On either side of the equation, we have `fmap`

being used to obtain a `g (fo (fi a))`

result. That being so, any `fo (fi a)`

value that, thanks to `fmap`

, shows up in the left-hand side must also show up in the right-hand side. More precisely, given any `p :: g a -> a`

drawn from `chartDist`

on the left-hand side, there must be some `q :: g (fi a) -> fi a`

drawn from the `chartDist`

on the right hand side such that…

`fmap p <$> getCompose m = q . distribute <$> getCompose m`

… and vice versa. That allows us to reason about `p`

and `q`

, which amount to the extractors drawn from `chartDist`

we are interested in.

As neither `p`

nor `q`

involve `fo`

, and the equation must hold for all choices of `fo`

, we can freely consider the case in which it is `Identity`

, or anything else that has an injective `fmap`

. If `fmap`

is injective, the equation further simplifies to:

`fmap p = q . distribute`

Now, `fmap p :: fi (g a) -> fi a`

cannot affect the `fi`

shape; therefore, the same holds for `q . distribute :: fi (g a) -> fi a`

. `distribute :: fi (g a) -> g (fi a)`

is natural in `fi`

, and so it, too, can’t affect the `fi`

shape. It follows that `q :: g (fi a) -> fi a`

is also unable to affect the `fi`

shape.
==*==
Stated exercise 1 >> Swap "single pixel" for "single point" everywhere in the part of the records that opens with the line containing "Could you point out the man in blue" and closes with the last line of the records. Give only that part again, with nothing else changed.

Provided data >>
==*==
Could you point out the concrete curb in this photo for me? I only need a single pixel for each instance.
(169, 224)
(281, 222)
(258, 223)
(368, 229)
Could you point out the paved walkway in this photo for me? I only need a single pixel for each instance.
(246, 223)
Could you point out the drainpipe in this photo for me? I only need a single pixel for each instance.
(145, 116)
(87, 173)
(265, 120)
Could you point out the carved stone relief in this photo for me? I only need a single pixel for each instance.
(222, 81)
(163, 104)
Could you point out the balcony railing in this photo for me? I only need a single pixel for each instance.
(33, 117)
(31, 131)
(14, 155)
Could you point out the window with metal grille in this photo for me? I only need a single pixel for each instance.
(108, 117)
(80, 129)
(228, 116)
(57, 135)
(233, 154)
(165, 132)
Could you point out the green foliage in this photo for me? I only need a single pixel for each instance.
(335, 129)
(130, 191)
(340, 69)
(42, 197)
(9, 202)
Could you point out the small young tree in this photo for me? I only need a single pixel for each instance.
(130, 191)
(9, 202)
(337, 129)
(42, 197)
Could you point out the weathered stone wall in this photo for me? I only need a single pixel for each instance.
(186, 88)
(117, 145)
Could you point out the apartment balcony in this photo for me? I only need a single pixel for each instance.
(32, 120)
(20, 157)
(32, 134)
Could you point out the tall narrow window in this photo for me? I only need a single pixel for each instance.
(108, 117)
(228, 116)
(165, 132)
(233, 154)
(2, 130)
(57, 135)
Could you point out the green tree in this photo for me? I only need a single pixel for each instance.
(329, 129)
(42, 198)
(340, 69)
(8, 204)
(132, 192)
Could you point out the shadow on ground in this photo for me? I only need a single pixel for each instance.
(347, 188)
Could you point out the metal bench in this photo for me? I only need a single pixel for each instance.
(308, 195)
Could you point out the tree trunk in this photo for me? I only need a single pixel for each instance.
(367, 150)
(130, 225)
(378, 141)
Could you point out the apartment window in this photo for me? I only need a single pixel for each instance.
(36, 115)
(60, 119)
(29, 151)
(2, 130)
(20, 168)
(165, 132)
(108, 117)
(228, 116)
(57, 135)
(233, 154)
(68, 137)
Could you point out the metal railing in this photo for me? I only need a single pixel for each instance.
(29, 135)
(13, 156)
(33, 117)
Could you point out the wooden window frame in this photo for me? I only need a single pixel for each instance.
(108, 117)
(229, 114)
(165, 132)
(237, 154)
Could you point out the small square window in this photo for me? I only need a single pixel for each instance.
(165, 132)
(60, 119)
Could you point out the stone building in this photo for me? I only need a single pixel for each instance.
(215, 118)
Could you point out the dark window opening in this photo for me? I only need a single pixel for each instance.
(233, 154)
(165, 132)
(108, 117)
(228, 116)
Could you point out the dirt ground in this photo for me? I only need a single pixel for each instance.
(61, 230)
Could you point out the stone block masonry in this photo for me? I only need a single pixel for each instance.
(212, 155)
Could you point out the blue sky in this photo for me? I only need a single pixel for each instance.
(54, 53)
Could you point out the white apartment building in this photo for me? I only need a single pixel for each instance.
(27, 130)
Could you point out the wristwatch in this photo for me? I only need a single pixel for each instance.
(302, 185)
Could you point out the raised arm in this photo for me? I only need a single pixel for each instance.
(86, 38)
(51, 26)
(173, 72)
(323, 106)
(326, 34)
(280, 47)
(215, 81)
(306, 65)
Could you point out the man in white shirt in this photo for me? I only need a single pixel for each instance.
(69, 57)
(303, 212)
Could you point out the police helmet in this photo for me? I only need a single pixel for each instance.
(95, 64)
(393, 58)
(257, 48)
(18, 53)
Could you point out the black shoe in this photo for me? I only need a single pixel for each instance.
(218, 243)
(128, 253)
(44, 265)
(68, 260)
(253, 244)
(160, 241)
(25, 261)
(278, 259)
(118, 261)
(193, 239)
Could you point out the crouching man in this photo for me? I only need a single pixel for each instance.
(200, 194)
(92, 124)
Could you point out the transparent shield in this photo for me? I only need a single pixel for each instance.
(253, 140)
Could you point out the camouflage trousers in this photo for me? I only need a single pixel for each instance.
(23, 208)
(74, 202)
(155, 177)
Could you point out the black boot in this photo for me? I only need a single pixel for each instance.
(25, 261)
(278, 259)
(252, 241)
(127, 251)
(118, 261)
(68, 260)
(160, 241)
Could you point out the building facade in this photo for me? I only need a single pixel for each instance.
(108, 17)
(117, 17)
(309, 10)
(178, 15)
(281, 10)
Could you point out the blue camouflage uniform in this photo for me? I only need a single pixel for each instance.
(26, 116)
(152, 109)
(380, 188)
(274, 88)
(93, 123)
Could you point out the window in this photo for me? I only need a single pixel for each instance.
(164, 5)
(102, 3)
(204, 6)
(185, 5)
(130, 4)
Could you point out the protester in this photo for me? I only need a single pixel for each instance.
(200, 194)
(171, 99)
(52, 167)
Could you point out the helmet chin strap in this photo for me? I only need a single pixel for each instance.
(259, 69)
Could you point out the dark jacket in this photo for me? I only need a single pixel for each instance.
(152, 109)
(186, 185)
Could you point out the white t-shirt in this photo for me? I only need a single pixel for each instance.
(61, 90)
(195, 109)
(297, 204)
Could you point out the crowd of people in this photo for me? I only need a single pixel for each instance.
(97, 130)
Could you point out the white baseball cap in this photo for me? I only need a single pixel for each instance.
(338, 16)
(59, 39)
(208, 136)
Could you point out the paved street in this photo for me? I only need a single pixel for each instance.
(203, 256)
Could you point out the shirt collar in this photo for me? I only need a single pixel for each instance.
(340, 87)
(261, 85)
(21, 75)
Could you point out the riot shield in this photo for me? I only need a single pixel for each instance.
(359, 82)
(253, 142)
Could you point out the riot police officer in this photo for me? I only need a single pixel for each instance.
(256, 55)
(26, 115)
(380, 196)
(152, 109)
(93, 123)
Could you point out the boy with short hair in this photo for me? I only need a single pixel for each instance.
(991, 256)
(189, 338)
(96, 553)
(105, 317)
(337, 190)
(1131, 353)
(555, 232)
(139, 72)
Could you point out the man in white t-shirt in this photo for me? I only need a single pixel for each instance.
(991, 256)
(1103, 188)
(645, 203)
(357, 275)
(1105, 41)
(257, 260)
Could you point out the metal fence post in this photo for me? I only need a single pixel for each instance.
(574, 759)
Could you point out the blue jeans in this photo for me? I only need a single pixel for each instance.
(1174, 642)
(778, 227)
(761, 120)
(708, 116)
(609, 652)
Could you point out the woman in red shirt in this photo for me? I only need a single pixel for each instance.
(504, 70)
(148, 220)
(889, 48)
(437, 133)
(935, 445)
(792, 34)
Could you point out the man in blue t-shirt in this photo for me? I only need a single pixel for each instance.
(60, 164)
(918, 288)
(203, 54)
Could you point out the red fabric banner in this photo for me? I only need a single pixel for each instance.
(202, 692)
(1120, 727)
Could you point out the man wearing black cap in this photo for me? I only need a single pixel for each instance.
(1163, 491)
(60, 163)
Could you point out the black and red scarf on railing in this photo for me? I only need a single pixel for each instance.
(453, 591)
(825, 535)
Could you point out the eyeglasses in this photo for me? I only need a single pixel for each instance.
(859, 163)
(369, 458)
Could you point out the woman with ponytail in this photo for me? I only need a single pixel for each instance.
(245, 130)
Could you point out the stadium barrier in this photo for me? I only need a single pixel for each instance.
==*==
Stated exercise 2 >> From the passage on `fmap` and `distribute`, quote word for word the part that opens with the words containing "drawn from the" and closes with "are interested in.".

Correct response 1 >>
Could you point out the man in blue t-shirt in this photo for me? I only need a single point for each instance.
(60, 164)
(918, 288)
(203, 54)
Could you point out the red fabric banner in this photo for me? I only need a single point for each instance.
(202, 692)
(1120, 727)
Could you point out the man wearing black cap in this photo for me? I only need a single point for each instance.
(1163, 491)
(60, 163)
Could you point out the black and red scarf on railing in this photo for me? I only need a single point for each instance.
(453, 591)
(825, 535)
Could you point out the eyeglasses in this photo for me? I only need a single point for each instance.
(859, 163)
(369, 458)
Could you point out the woman with ponytail in this photo for me? I only need a single point for each instance.
(245, 130)
Could you point out the stadium barrier in this photo for me? I only need a single point for each instance.

Correct response 2 >>
drawn from the `chartDist`

on the right hand side such that…

`fmap p <$> getCompose m = q . distribute <$> getCompose m`

… and vice versa. That allows us to reason about `p`

and `q`

, which amount to the extractors drawn from `chartDist`

we are interested in.